• Supplied entries:
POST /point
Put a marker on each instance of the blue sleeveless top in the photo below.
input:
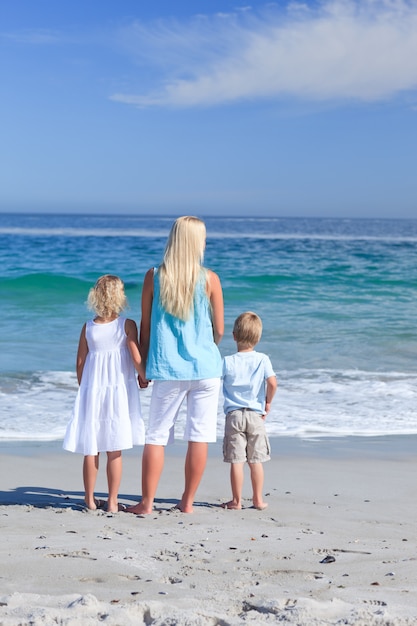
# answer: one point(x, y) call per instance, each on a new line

* * *

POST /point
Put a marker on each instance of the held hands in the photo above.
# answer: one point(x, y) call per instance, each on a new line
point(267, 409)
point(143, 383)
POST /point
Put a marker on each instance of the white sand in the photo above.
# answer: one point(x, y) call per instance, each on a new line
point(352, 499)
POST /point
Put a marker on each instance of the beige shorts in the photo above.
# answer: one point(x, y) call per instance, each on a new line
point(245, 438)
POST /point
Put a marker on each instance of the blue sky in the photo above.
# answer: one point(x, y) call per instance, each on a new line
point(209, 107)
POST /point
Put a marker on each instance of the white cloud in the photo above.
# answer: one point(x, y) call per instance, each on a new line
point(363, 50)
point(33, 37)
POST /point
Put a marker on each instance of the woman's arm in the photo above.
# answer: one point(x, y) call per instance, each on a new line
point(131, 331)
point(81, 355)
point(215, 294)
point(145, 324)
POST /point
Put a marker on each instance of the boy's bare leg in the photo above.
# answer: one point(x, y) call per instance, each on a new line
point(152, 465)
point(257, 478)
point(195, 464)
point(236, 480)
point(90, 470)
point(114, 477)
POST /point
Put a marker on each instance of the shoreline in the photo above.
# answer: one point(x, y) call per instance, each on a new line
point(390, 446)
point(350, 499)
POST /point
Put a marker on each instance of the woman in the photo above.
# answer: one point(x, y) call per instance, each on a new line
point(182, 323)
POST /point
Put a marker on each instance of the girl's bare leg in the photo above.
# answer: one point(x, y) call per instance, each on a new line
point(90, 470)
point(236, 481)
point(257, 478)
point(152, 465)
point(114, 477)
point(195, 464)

--

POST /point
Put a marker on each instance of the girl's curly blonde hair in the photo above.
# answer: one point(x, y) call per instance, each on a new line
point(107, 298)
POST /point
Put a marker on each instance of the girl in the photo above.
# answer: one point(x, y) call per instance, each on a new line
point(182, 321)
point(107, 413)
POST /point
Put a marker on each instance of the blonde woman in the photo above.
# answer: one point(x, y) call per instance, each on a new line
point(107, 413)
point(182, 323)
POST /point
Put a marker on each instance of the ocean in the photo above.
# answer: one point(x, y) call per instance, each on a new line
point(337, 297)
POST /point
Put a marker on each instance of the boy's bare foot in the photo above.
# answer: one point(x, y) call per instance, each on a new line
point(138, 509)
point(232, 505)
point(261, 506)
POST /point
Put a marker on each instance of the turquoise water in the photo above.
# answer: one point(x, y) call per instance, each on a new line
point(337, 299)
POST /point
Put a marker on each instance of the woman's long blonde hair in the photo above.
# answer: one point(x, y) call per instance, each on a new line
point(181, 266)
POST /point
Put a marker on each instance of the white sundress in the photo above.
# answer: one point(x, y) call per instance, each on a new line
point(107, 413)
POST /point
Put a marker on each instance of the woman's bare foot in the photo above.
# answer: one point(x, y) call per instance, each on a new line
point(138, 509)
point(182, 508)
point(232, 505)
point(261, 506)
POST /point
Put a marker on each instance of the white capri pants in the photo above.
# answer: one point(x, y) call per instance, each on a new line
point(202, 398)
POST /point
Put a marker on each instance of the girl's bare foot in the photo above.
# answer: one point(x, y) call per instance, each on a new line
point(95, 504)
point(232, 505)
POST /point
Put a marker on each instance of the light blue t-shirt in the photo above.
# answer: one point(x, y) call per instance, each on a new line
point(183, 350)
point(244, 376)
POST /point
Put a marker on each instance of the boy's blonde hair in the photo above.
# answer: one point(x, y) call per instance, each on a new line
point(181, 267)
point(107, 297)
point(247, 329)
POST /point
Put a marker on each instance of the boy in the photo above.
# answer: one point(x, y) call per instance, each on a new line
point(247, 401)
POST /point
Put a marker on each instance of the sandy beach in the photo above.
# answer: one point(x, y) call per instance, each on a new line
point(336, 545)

• What the exercise asks:
How many of the lines above contain the word "blonde"? Reply with the number alone.

• Final result:
4